- _Challenge_: Output the records. Match them exactly.

Begin Supplied records

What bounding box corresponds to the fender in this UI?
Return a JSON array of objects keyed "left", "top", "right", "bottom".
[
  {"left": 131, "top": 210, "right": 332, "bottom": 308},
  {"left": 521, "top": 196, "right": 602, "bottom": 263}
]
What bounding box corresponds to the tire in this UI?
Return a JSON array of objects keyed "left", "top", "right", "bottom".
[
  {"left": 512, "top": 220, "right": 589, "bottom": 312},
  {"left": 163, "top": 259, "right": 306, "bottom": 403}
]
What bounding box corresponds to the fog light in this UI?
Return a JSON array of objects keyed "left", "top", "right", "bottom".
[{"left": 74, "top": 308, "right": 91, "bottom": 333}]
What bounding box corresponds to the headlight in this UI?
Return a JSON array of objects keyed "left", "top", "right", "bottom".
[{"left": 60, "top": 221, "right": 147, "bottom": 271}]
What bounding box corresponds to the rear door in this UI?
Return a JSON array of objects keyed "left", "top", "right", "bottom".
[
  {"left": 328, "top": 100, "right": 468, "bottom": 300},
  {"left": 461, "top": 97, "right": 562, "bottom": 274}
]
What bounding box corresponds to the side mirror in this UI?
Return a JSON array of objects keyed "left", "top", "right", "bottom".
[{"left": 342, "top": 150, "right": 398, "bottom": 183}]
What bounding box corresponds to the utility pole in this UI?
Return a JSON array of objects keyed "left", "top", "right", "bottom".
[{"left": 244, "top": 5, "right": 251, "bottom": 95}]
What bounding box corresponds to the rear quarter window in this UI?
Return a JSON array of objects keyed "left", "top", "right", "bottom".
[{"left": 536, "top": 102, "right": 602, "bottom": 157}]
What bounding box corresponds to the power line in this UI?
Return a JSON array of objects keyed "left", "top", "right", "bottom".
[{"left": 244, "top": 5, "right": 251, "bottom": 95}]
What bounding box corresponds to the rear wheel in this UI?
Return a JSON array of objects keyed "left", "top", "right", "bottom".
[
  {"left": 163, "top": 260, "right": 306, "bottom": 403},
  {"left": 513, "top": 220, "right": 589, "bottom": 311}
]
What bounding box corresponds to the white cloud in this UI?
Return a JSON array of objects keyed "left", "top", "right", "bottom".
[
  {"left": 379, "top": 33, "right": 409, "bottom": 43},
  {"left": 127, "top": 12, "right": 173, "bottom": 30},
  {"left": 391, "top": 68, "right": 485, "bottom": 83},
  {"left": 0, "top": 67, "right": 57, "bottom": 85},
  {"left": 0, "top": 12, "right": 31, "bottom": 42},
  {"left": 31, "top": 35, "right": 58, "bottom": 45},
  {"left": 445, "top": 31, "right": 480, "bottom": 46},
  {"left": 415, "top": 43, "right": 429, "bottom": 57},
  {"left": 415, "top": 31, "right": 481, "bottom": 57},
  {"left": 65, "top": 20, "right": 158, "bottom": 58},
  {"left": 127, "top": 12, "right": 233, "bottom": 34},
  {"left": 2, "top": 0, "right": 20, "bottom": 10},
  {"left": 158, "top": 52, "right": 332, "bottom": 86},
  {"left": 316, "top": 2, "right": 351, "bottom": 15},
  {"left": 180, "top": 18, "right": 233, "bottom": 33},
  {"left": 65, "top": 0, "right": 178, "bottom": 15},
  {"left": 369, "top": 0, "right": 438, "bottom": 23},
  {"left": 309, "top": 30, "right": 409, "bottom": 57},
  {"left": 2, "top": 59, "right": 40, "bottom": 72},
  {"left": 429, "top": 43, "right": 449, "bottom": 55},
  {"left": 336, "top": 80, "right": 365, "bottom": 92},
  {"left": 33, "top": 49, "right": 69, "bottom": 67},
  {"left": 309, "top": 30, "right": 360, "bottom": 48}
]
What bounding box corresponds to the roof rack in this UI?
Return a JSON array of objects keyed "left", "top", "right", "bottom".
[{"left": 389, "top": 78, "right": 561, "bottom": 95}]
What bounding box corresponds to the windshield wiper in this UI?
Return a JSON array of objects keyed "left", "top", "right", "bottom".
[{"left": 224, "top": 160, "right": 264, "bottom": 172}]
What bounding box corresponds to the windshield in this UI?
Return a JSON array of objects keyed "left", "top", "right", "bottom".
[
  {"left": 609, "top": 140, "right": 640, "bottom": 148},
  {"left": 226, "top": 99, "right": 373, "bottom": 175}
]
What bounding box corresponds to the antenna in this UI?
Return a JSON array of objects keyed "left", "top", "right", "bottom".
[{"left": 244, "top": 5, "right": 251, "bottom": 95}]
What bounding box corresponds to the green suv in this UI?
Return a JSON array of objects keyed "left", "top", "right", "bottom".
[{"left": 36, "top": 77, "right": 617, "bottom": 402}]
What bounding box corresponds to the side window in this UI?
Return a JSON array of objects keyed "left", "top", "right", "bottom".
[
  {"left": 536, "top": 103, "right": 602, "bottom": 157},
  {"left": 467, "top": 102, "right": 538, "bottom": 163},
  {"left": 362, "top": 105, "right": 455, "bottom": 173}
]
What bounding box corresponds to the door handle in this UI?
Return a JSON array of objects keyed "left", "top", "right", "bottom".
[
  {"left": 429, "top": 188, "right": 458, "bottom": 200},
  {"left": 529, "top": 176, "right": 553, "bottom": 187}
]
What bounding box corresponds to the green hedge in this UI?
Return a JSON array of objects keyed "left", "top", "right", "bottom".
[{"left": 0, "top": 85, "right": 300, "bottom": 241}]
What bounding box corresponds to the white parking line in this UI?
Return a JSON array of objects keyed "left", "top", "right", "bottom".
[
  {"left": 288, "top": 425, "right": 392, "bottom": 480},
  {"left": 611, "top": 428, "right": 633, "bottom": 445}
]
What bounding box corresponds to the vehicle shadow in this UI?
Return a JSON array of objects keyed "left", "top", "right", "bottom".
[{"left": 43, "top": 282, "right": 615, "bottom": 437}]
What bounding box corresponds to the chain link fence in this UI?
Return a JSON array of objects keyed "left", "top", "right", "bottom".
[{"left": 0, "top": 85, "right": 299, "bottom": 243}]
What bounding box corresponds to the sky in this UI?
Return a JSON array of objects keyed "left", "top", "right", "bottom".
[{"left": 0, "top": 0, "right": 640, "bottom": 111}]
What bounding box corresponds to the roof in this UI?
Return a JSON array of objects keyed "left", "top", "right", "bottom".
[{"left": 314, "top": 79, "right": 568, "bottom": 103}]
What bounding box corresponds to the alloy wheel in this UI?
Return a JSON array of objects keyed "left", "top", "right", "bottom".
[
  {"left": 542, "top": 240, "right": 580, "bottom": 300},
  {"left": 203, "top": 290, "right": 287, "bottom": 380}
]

End Supplied records

- _Solution to this problem_:
What bounding box corresponds to the fender in this UI?
Return a JSON array of objects keyed "left", "top", "right", "bottom".
[
  {"left": 131, "top": 210, "right": 332, "bottom": 308},
  {"left": 521, "top": 196, "right": 602, "bottom": 263}
]
What bounding box corresponds to the tire in this UI?
Return a JSON array of objects keyed "left", "top", "right", "bottom".
[
  {"left": 512, "top": 220, "right": 589, "bottom": 312},
  {"left": 163, "top": 259, "right": 306, "bottom": 403}
]
What bounding box corresponds to the fog light in this UI?
Return a JSON array of objects keyed "left", "top", "right", "bottom".
[{"left": 74, "top": 308, "right": 91, "bottom": 333}]
What bounding box corresponds to the headlight in this UI?
Return a JSON array of objects keyed "left", "top", "right", "bottom".
[{"left": 60, "top": 221, "right": 147, "bottom": 271}]
What bounding box corresponds to the rear door in this UI?
Return a JSON array of objects keyed "left", "top", "right", "bottom".
[
  {"left": 328, "top": 100, "right": 468, "bottom": 300},
  {"left": 461, "top": 97, "right": 562, "bottom": 274}
]
What bounding box corresponds to the side mirror in this UI?
Return a JSON array of objects keyed "left", "top", "right", "bottom".
[{"left": 342, "top": 150, "right": 398, "bottom": 183}]
What bounding box corresponds to the utility pole in this UI?
Return a JSON array of objects keyed "left", "top", "right", "bottom".
[{"left": 244, "top": 5, "right": 251, "bottom": 95}]
What bounding box corresponds to the rear quarter window in this UI?
Return a JSON array of objects keyed "left", "top", "right", "bottom".
[{"left": 536, "top": 102, "right": 602, "bottom": 157}]
What bounding box corresponds to the power line in this UI?
Return a JSON array of objects keyed "left", "top", "right", "bottom".
[{"left": 244, "top": 5, "right": 251, "bottom": 95}]
What bounding box corresponds to the rear wheel in this UI?
Return a JSON array of objects keyed "left", "top", "right", "bottom".
[
  {"left": 163, "top": 260, "right": 306, "bottom": 403},
  {"left": 513, "top": 220, "right": 589, "bottom": 311}
]
What bounding box corresponds to the white cloud in this UI?
Return a JSON array of objects keyed "left", "top", "right", "bottom".
[
  {"left": 379, "top": 33, "right": 409, "bottom": 43},
  {"left": 127, "top": 12, "right": 173, "bottom": 30},
  {"left": 391, "top": 68, "right": 485, "bottom": 83},
  {"left": 0, "top": 67, "right": 57, "bottom": 85},
  {"left": 0, "top": 12, "right": 31, "bottom": 42},
  {"left": 31, "top": 35, "right": 58, "bottom": 45},
  {"left": 445, "top": 31, "right": 480, "bottom": 46},
  {"left": 415, "top": 43, "right": 429, "bottom": 57},
  {"left": 415, "top": 31, "right": 481, "bottom": 57},
  {"left": 65, "top": 20, "right": 158, "bottom": 58},
  {"left": 127, "top": 12, "right": 233, "bottom": 34},
  {"left": 2, "top": 0, "right": 20, "bottom": 10},
  {"left": 158, "top": 52, "right": 332, "bottom": 86},
  {"left": 316, "top": 2, "right": 351, "bottom": 15},
  {"left": 180, "top": 18, "right": 233, "bottom": 33},
  {"left": 65, "top": 0, "right": 178, "bottom": 15},
  {"left": 369, "top": 0, "right": 438, "bottom": 23},
  {"left": 309, "top": 30, "right": 409, "bottom": 57},
  {"left": 2, "top": 59, "right": 40, "bottom": 72},
  {"left": 429, "top": 43, "right": 449, "bottom": 55},
  {"left": 336, "top": 80, "right": 365, "bottom": 92},
  {"left": 33, "top": 49, "right": 69, "bottom": 67},
  {"left": 309, "top": 30, "right": 360, "bottom": 48}
]
What bounding box corresponds to the roof rack in this UI?
Return a JSON array of objects keyed "left", "top", "right", "bottom".
[{"left": 389, "top": 78, "right": 561, "bottom": 95}]
What bounding box corresponds to the windshield wiper in this UI?
Return a JSON array of objects keyed "left", "top", "right", "bottom".
[{"left": 224, "top": 160, "right": 264, "bottom": 172}]
What bounding box corresponds to the windshield in this UI?
Return a JSON array of objects keyed "left", "top", "right", "bottom".
[
  {"left": 609, "top": 140, "right": 640, "bottom": 148},
  {"left": 226, "top": 99, "right": 373, "bottom": 175}
]
What bounding box corresponds to the antenna in this UI?
Return a JSON array of objects keyed "left", "top", "right", "bottom".
[{"left": 244, "top": 5, "right": 251, "bottom": 95}]
What bounding box corresponds to the green suv in this UI?
Return a JSON array of objects keyed "left", "top", "right", "bottom".
[{"left": 36, "top": 77, "right": 617, "bottom": 402}]
What bounding box corresponds to the side window in this UI?
Return a JSON array of objects keyed "left", "top", "right", "bottom".
[
  {"left": 536, "top": 103, "right": 602, "bottom": 157},
  {"left": 467, "top": 102, "right": 538, "bottom": 163},
  {"left": 362, "top": 105, "right": 455, "bottom": 173}
]
What bounding box corresponds to the door handle in this UI?
Return a JSON array of objects keyed "left", "top", "right", "bottom".
[
  {"left": 429, "top": 188, "right": 458, "bottom": 200},
  {"left": 529, "top": 176, "right": 553, "bottom": 187}
]
What bounding box corresponds to the green hedge in this UI?
Return a JSON array of objects keyed "left", "top", "right", "bottom".
[{"left": 0, "top": 85, "right": 300, "bottom": 241}]
What bounding box corresponds to the white parking line in this UI?
Return a JSON array of objects keyed "left", "top", "right", "bottom".
[
  {"left": 288, "top": 425, "right": 392, "bottom": 480},
  {"left": 611, "top": 428, "right": 633, "bottom": 445}
]
What bounding box corresponds to the vehicle shadow in this UI?
Return a JSON array of objects keyed "left", "top", "right", "bottom".
[{"left": 43, "top": 282, "right": 615, "bottom": 437}]
What bounding box corresponds to the chain link fence in this UI?
Return a JSON array of objects keyed "left", "top", "right", "bottom".
[{"left": 0, "top": 85, "right": 299, "bottom": 243}]
What bounding box corresponds to the sky in this UI?
Return a JSON array of objects keyed "left", "top", "right", "bottom".
[{"left": 0, "top": 0, "right": 640, "bottom": 111}]
What bounding box corresponds to the roof in this UI?
Return a JSON array of objects keyed "left", "top", "right", "bottom".
[{"left": 314, "top": 79, "right": 568, "bottom": 103}]
What bounding box corresponds to the alloy wheel in this UI?
Return a JSON array of objects keyed "left", "top", "right", "bottom".
[
  {"left": 542, "top": 240, "right": 580, "bottom": 300},
  {"left": 203, "top": 290, "right": 287, "bottom": 380}
]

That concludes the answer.